Records contained in a dataset
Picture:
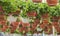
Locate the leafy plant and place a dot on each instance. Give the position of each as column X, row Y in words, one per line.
column 54, row 11
column 28, row 6
column 9, row 5
column 43, row 8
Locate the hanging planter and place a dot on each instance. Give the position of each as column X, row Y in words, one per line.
column 45, row 22
column 1, row 9
column 45, row 15
column 55, row 18
column 2, row 17
column 31, row 14
column 5, row 27
column 37, row 21
column 52, row 2
column 48, row 29
column 37, row 1
column 25, row 24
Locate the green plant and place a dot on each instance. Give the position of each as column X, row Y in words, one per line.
column 54, row 11
column 43, row 8
column 28, row 6
column 9, row 5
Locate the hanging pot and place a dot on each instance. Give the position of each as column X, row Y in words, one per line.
column 37, row 21
column 55, row 18
column 45, row 22
column 52, row 2
column 37, row 1
column 2, row 17
column 1, row 9
column 45, row 15
column 31, row 14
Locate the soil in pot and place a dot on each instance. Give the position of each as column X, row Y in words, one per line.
column 48, row 30
column 37, row 21
column 1, row 9
column 15, row 13
column 5, row 27
column 37, row 1
column 25, row 24
column 54, row 18
column 31, row 14
column 52, row 2
column 2, row 17
column 55, row 24
column 45, row 21
column 45, row 15
column 3, row 22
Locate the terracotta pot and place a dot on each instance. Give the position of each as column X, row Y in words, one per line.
column 55, row 24
column 42, row 26
column 2, row 17
column 25, row 24
column 31, row 13
column 54, row 18
column 14, row 24
column 45, row 15
column 37, row 21
column 12, row 31
column 5, row 27
column 23, row 29
column 34, row 25
column 1, row 9
column 52, row 2
column 58, row 29
column 48, row 31
column 3, row 22
column 45, row 22
column 37, row 1
column 14, row 13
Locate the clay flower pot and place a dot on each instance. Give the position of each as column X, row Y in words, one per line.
column 14, row 13
column 1, row 9
column 45, row 15
column 48, row 31
column 58, row 29
column 42, row 26
column 5, row 27
column 2, row 17
column 23, row 30
column 45, row 22
column 52, row 2
column 31, row 14
column 15, row 24
column 55, row 24
column 37, row 21
column 37, row 1
column 54, row 18
column 25, row 24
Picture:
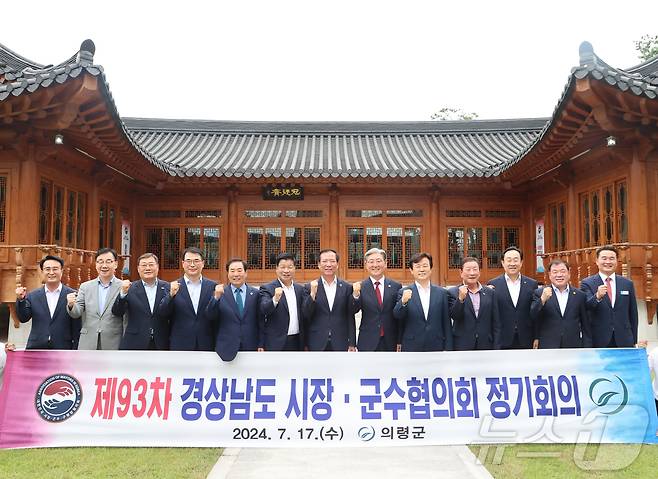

[Task statement]: What is needed is an exact copy of every record above, minus the images.

[Solved problem]:
Picture:
Locate the leafy plant and place a dot on each instance. Give the position of each as column X, row Y in words, one per line.
column 54, row 11
column 28, row 6
column 9, row 5
column 43, row 8
Locate the hanging planter and place a dot on each instance. Give the position of each as column X, row Y in words, one per line.
column 45, row 22
column 1, row 9
column 45, row 15
column 55, row 18
column 2, row 17
column 31, row 14
column 5, row 27
column 37, row 21
column 52, row 2
column 48, row 29
column 37, row 1
column 25, row 24
Locate the green plant and place a dot on each instance. Give the position of each as column X, row Y in words, one per line.
column 54, row 11
column 43, row 8
column 28, row 6
column 9, row 5
Locate the hanging pot and place a dot on each instance. Give the position of each as column X, row Y in words, one per line.
column 37, row 21
column 55, row 18
column 45, row 22
column 52, row 2
column 37, row 1
column 2, row 17
column 1, row 9
column 45, row 15
column 31, row 14
Locate the soil in pot and place a dot on each instance. Give the position of each as column X, row Y in words, one per line.
column 48, row 30
column 37, row 21
column 1, row 9
column 15, row 13
column 5, row 27
column 37, row 1
column 25, row 24
column 54, row 18
column 31, row 14
column 52, row 2
column 2, row 17
column 55, row 24
column 45, row 21
column 45, row 15
column 3, row 22
Locate the terracotta pot and place a dot on each instance. Give the position of each as column X, row Y in words, one per line.
column 55, row 24
column 42, row 26
column 2, row 17
column 25, row 24
column 31, row 13
column 54, row 18
column 14, row 24
column 45, row 15
column 37, row 21
column 12, row 31
column 5, row 27
column 23, row 29
column 34, row 25
column 1, row 9
column 52, row 2
column 58, row 29
column 48, row 31
column 3, row 22
column 45, row 22
column 37, row 1
column 14, row 13
Locate the clay flower pot and place a dot on each instance. Give the position of each as column X, row Y in words, one per line.
column 14, row 13
column 1, row 9
column 45, row 15
column 48, row 31
column 58, row 29
column 42, row 26
column 5, row 27
column 2, row 17
column 23, row 30
column 45, row 22
column 52, row 2
column 31, row 14
column 15, row 24
column 55, row 24
column 37, row 21
column 37, row 1
column 54, row 18
column 25, row 24
Picture:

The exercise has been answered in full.